• Requirements
• 1. In the post comparing profiling on Linux and Windows, which command does the writer call wonderful for real-time investigations?
• 2. Reproduce the stretch of the profiling post from "I love how easy it is to measure" through "for real-time investigations.".

• Quoted text
==============================

I didn't know you did Windows profiling.

I do some profiling on Linux, although nowhere near as much as on Windows. My
observations of the differences are:

I love how easy it is to measure CPU performance counters on Linux, whereas
this requires VTune or similar on Windows and is generally painful. I've heard
that ETW does support these performance counters but that Microsoft has yet to
expose them, which is sad.

I love how easy it is to get counters like context-switch counts on Linux.
Just run your command under perf and the results are available the instant it
finishes.

perf top is also a wonderful thing for real-time investigations.

So, Linux windows for quick access, access to real-time information, and CPU
performance counters.

xperf/ETW/WPA wins a lot of points for the UI. This allows exploring details.
For instance, on Linux I can trivially see how many context switches there
are, but zooming in on an individual context switch to find out when and why
it happened... I wouldn't know how to begin.

==============================

• Data shown

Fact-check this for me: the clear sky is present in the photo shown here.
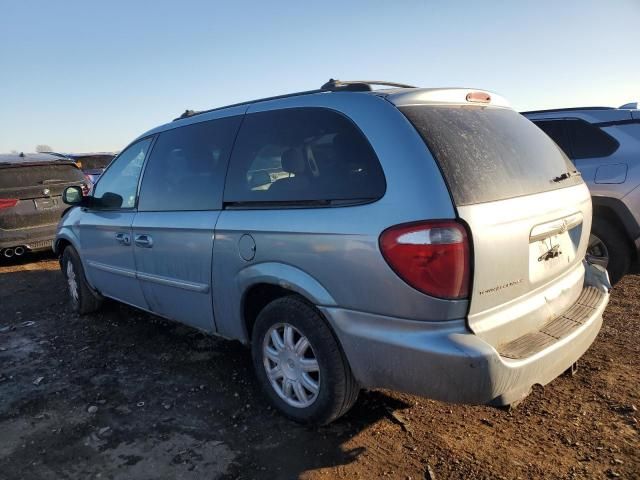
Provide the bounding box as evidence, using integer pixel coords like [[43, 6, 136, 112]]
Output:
[[0, 0, 640, 152]]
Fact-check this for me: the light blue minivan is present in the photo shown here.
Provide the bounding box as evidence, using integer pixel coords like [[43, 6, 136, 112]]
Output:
[[54, 80, 610, 424]]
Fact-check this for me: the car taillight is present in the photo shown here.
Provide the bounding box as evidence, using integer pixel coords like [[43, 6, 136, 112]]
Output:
[[380, 220, 471, 299], [0, 198, 18, 209]]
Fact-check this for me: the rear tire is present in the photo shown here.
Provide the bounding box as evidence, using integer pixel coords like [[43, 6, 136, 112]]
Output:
[[588, 217, 631, 285], [251, 296, 359, 425], [60, 246, 103, 315]]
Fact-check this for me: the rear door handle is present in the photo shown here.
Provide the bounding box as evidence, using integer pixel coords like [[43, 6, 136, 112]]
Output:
[[133, 235, 153, 248], [116, 233, 131, 245]]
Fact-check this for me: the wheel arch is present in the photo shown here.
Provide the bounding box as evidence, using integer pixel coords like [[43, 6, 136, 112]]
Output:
[[592, 197, 640, 263], [239, 262, 337, 344]]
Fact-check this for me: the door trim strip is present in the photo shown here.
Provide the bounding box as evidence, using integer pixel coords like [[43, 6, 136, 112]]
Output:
[[136, 272, 209, 293], [87, 260, 209, 293], [87, 260, 136, 278]]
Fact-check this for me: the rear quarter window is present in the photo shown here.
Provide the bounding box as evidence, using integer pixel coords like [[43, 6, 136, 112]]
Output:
[[400, 105, 582, 206], [564, 119, 620, 160], [224, 108, 386, 204]]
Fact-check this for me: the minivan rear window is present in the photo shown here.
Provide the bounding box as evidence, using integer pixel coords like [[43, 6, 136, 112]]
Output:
[[400, 105, 582, 206], [0, 162, 84, 189]]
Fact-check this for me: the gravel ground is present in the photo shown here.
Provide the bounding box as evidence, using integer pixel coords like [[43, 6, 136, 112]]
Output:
[[0, 255, 640, 480]]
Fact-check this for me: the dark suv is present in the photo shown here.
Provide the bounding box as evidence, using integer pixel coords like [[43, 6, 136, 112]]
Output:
[[0, 153, 87, 258], [523, 104, 640, 283]]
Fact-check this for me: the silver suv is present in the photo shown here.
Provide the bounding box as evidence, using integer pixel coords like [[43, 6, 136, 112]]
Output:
[[55, 81, 610, 424], [524, 104, 640, 284]]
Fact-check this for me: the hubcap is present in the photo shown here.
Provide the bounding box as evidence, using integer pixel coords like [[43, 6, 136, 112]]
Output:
[[587, 233, 609, 268], [67, 262, 78, 303], [262, 323, 320, 408]]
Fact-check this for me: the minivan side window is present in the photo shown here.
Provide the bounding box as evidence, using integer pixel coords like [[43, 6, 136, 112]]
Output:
[[92, 137, 152, 209], [224, 107, 386, 205], [138, 116, 242, 211]]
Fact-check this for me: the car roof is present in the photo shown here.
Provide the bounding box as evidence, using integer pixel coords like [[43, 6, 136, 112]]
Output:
[[134, 79, 510, 142], [520, 104, 637, 126]]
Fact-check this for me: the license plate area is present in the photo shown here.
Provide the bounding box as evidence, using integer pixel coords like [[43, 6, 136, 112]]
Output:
[[529, 223, 582, 283]]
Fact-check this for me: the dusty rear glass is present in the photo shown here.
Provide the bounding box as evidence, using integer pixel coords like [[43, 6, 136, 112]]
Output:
[[0, 163, 84, 189], [400, 105, 582, 206]]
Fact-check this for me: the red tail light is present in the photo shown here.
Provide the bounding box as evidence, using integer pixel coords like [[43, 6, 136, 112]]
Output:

==============================

• Solutions to the problems
• 1. perf top

• 2.
I love how easy it is to measure CPU performance counters on Linux, whereas
this requires VTune or similar on Windows and is generally painful. I've heard
that ETW does support these performance counters but that Microsoft has yet to
expose them, which is sad.

I love how easy it is to get counters like context-switch counts on Linux.
Just run your command under perf and the results are available the instant it
finishes.

perf top is also a wonderful thing for real-time investigations.